LIST OF TASKS —
(1) Decide whether each statement agrees with the passage on Newton and quasi-Newton methods. Answer yes or no for each, and quote the deciding words of the passage.
(a) Gradient descent uses curvature to choose its step.
(b) In several variables, the second derivative becomes the Hessian matrix.
(c) The Taylor polynomial near x_k matches only the value and slope of f.
(2) In the passage on Newton and quasi-Newton methods, what is used to approximate f near any point?
(3) Carry on the passage on Newton and quasi-Newton methods from its last sentence.

PASSAGE PROVIDED —
------------------------------------------------

Newton and Quasi-Newton Methods
Gradient descent feels the
slope and takes a cautious step downhill — but it is blind to curvature. It cannot tell a
gently rounded valley (where it should stride confidently to the bottom) from a sharply curved one
(where it should tiptoe). Newton's method opens a second eye: it uses the second
derivative — the curvature — to jump straight toward the minimum in one informed leap instead of many
timid ones.
The idea is elegant. Near any point, approximate f by its
second-order
Taylor polynomial — a parabola that matches the value, slope, and curvature
at x_k:
f(x) \approx f(x_k) + f'(x_k)(x - x_k) + \tfrac12 f''(x_k)(x - x_k)^2.
A parabola has an obvious minimum — its vertex — so instead of inching, jump straight to the
vertex. Minimizing the right-hand side gives the Newton update:
x_{k+1} = x_k - \frac{f'(x_k)}{f''(x_k)}.
In several variables the second derivative becomes the Hessian matrix
\nabla^2 f, and dividing becomes multiplying by its inverse:
\mathbf{x}_{k+1} = \mathbf{x}_k - \bigl[\nabla^2 f(\mathbf{x}_k)\bigr]^{-1} \nabla f(\mathbf{x}_k).
Fit a parabola, jump to its vertex
Newton's method is best seen. Below is a convex curve
f(x) = 0.1x^4 + 0.5x^2. At each step it fits the matching parabola (the
second-order Taylor approximation) at the current point, then leaps to that parabola's lowest point.

------------------------------------------------

EXTRACTED INFORMATION —
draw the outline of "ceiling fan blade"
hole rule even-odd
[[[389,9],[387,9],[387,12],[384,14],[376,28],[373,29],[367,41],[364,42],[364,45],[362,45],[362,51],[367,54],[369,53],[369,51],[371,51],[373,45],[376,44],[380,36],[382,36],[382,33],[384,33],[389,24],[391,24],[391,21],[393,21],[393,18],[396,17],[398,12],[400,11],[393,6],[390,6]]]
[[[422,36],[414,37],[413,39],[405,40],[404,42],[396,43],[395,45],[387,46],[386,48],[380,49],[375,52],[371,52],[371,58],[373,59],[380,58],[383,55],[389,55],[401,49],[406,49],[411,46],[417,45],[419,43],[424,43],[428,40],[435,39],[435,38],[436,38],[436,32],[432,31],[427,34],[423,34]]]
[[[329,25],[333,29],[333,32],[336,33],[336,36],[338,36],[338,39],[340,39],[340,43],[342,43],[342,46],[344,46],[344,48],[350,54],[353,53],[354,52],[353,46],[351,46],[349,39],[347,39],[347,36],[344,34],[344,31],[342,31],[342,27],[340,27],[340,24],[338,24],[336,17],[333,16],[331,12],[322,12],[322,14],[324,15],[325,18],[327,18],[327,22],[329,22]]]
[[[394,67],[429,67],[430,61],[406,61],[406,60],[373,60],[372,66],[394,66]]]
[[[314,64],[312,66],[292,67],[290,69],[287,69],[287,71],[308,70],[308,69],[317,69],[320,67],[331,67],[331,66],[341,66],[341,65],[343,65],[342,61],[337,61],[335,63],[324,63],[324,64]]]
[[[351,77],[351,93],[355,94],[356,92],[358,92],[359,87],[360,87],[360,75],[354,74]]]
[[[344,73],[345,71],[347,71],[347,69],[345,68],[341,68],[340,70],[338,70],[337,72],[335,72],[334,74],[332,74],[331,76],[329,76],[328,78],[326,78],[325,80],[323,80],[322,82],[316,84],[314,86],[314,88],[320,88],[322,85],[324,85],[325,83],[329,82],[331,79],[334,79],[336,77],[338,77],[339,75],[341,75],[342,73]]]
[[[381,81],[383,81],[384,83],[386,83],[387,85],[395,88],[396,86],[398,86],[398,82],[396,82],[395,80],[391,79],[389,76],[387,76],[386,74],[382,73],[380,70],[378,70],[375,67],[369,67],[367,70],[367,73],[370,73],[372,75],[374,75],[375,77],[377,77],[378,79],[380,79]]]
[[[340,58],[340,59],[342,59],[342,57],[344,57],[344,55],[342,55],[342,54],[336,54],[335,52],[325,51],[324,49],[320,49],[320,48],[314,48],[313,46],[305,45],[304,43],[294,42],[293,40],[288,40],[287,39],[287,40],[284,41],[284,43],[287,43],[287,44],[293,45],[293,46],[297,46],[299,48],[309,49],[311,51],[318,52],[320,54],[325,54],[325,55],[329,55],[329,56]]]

------------------------------------------------

ANSWERS IN ORDER —
(1)
(a) No: "it is blind to curvature."
(b) Yes: "In several variables the second derivative becomes the Hessian matrix"
(c) No: "a parabola that matches the value, slope, and curvature"

(2) Its second-order Taylor polynomial, a parabola that matches the value, slope, and curvature at x_k.

(3)
Step through the iterations: the leaps home in on the minimum with startling speed — each step roughly
squares the error, so the number of correct digits doubles every iteration.
One step on a quadratic — exactly
The clearest demonstration of Newton's power: on a quadratic, it lands on the exact minimum in
a single step, from anywhere. Take f(x) = (x - 3)^2, so
f'(x) = 2(x - 3) and f''(x) = 2. Start at
x_0 = 10:
x_1 = 10 - \frac{2(10 - 3)}{2} = 10 - 7 = 3.
Done — the minimum, in one leap, because the parabola Newton fits is the function: its vertex
is the true minimum. Gradient descent, by contrast, would have crept toward
x = 3 over many steps. This is the deep reason Newton is fast near an
optimum: any smooth function looks quadratic there, so the local parabola is nearly exact and each step
is nearly perfect.
Close enough to a minimum where f'' > 0 (or the Hessian is positive
definite), Newton's method converges quadratically: the error
e_{k+1} is proportional to e_k^{\,2}, so the
number of accurate digits roughly doubles each step. On a quadratic it converges in one
step.
Quasi-Newton: the curvature you can afford
Newton's speed has a price: every step needs the full Hessian — n^2 second
derivatives — and the solution of a linear system to invert it. For a model with a million parameters
that is a million-by-million matrix per step: utterly impractical. Quasi-Newton
methods are the ingenious compromise. They never compute the Hessian; instead they build up an
approximation to it (or directly to its inverse) from the gradients they were going to compute
anyway, watching how the gradient changes from step to step to infer the curvature.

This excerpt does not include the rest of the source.